- _PROMPT_: Return only the stretch of the material below that begins with the line containing "Could you point to the black trousers" and ends with the line containing "Target: paved road", exactly; both of those lines belong to it.

- _INPUT DATA_:
════════════════

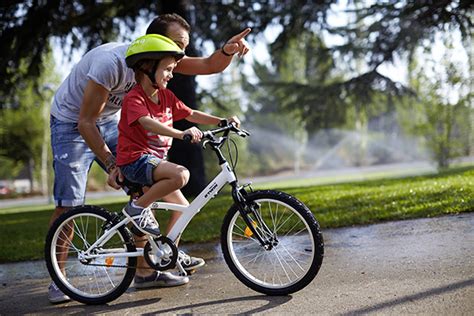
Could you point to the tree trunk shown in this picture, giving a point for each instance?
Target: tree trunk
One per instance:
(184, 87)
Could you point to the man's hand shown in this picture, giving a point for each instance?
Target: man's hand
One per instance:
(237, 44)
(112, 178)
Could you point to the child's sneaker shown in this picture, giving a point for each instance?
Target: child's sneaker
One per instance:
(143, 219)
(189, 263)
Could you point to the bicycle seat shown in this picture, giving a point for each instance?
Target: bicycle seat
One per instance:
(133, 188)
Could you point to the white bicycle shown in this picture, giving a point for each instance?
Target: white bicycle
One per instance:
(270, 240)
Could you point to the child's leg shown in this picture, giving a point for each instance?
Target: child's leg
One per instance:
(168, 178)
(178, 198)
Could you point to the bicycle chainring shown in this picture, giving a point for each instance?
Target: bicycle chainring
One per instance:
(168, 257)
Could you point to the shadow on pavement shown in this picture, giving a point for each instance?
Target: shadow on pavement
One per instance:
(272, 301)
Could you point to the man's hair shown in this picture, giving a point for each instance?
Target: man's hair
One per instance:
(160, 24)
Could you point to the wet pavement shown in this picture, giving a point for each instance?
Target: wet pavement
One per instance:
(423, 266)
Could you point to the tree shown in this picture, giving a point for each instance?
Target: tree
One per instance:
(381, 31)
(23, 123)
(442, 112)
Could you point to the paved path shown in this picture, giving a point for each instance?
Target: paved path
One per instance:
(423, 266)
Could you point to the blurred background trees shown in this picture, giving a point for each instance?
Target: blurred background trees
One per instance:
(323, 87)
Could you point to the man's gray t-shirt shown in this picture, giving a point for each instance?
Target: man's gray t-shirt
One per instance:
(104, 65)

════════════════

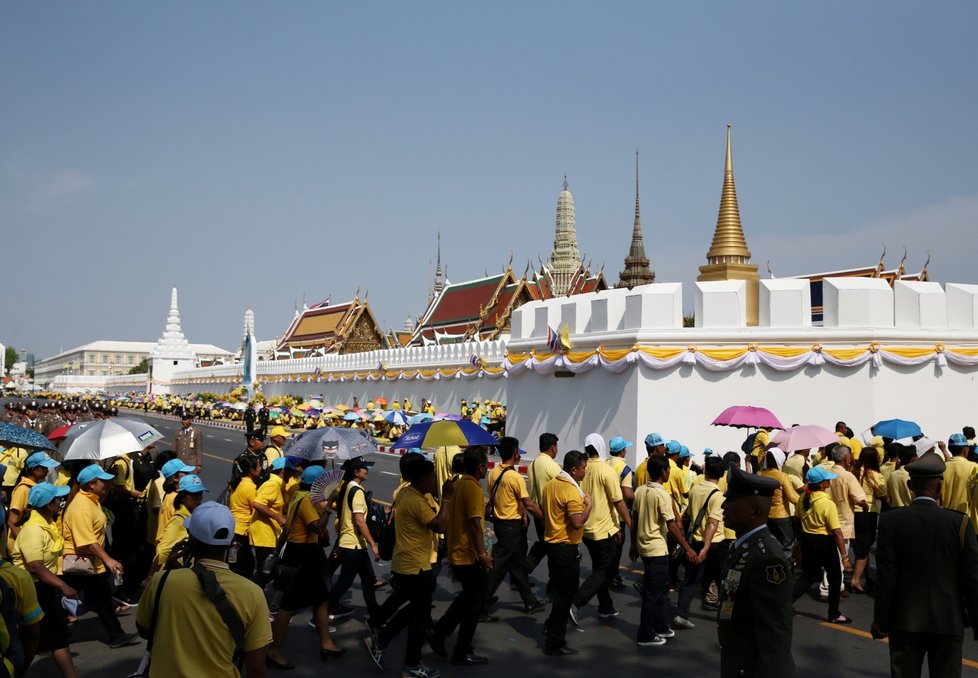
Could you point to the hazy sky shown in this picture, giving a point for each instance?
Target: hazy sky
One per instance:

════════════════

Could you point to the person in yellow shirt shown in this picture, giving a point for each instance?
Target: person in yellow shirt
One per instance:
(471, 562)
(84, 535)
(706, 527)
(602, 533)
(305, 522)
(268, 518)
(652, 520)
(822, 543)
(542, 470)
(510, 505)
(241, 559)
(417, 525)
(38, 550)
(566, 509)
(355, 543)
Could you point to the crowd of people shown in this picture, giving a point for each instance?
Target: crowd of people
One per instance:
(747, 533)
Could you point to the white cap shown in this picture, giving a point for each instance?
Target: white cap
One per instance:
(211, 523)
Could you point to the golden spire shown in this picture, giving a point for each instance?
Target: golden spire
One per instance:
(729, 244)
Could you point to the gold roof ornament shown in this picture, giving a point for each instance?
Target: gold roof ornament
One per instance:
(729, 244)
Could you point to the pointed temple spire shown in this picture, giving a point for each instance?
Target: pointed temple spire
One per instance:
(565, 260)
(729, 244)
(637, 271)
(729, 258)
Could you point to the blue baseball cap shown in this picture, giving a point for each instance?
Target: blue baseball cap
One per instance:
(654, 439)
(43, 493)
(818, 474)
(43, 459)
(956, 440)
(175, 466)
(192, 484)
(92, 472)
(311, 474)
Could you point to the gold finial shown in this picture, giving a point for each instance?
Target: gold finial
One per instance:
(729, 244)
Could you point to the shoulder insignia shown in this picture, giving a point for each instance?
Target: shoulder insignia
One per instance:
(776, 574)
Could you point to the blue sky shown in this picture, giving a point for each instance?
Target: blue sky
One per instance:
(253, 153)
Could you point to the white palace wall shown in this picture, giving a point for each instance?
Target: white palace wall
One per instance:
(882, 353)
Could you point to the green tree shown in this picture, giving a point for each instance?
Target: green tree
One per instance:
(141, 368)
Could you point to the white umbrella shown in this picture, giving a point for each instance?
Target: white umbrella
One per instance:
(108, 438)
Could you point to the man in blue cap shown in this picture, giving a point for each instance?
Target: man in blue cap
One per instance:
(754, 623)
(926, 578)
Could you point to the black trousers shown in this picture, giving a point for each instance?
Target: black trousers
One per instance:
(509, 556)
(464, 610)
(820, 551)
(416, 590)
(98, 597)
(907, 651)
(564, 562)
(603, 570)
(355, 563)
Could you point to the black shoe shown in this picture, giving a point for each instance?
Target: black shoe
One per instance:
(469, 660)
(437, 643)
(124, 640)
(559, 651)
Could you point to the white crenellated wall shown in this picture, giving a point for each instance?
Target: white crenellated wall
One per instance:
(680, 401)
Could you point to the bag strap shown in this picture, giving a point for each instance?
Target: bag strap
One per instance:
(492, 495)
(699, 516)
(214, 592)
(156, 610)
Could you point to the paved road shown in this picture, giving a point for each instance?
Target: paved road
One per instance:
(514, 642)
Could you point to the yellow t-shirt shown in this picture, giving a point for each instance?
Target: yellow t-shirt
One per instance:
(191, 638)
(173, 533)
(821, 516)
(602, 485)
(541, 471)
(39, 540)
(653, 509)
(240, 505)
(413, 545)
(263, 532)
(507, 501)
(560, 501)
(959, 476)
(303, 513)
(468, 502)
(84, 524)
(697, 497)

════════════════

- _COMPLETED EXERCISE_:
Could you point to the black trousers shown in this picture, giving a point for each instance?
Target: black trousers
One per instance:
(509, 556)
(464, 610)
(820, 551)
(416, 590)
(98, 597)
(907, 651)
(564, 562)
(603, 570)
(355, 563)
Could you point to the black shoe shown in this picture, giving a point for each instance?
Target: black shoe
One per instance:
(469, 660)
(437, 643)
(124, 640)
(559, 651)
Could you point to the white crenellated wall shown in this picture, giving a point for each instance?
Target: white crenellated wall
One per instance:
(680, 401)
Could you point to the bag strap shown in this picture, giving a point for each instance?
Target: bag strap
One per instance:
(492, 495)
(699, 516)
(214, 592)
(156, 610)
Could you point to the paved road shown in this picture, giving a point for each instance?
Target: paved road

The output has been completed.